— Problem —
The answer must be every line below that contains the string "matching".

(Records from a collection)
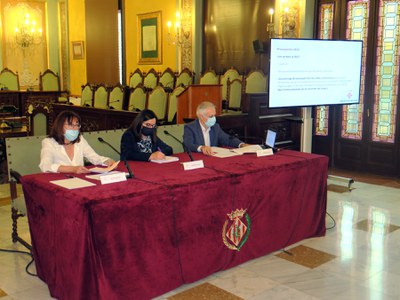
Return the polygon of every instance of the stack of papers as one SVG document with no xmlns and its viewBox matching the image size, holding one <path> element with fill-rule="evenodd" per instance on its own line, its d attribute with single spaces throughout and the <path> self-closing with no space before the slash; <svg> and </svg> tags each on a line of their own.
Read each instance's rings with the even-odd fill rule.
<svg viewBox="0 0 400 300">
<path fill-rule="evenodd" d="M 165 159 L 152 159 L 150 161 L 157 163 L 157 164 L 165 164 L 165 163 L 170 163 L 170 162 L 178 161 L 178 160 L 179 160 L 179 157 L 176 157 L 176 156 L 165 156 Z"/>
<path fill-rule="evenodd" d="M 249 145 L 246 147 L 234 149 L 211 147 L 211 149 L 214 152 L 213 156 L 220 158 L 243 155 L 246 153 L 257 153 L 258 150 L 262 150 L 260 145 Z"/>
</svg>

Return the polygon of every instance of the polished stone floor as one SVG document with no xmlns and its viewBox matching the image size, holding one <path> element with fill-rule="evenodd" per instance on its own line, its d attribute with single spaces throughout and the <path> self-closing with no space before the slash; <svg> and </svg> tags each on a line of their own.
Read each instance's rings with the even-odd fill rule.
<svg viewBox="0 0 400 300">
<path fill-rule="evenodd" d="M 354 179 L 351 191 L 342 182 L 328 181 L 326 236 L 156 299 L 400 299 L 400 181 L 363 174 Z M 0 248 L 25 250 L 10 239 L 6 189 L 0 185 Z M 26 220 L 20 232 L 29 239 Z M 25 272 L 29 261 L 25 254 L 0 252 L 0 300 L 52 299 L 47 285 Z"/>
</svg>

— Response to this exercise —
Return the polygon of every instance of the stack of papers as one SVG document with no xmlns and its viewBox matching the image size, holding one <path> element with fill-rule="evenodd" per instance on its own line, its d attribute with single spaces throughout and the <path> self-closing with no space before the slash; <svg> and </svg> tags each on a line of their own.
Return the polygon of every instance of the polished stone floor as one SVG document with no xmlns and its viewBox matching the image size, holding one <path> element with fill-rule="evenodd" per instance on its own line, its d attribute with single spaces throughout and the <path> self-closing with no space before the slash; <svg> and </svg> tags each on a line of their own.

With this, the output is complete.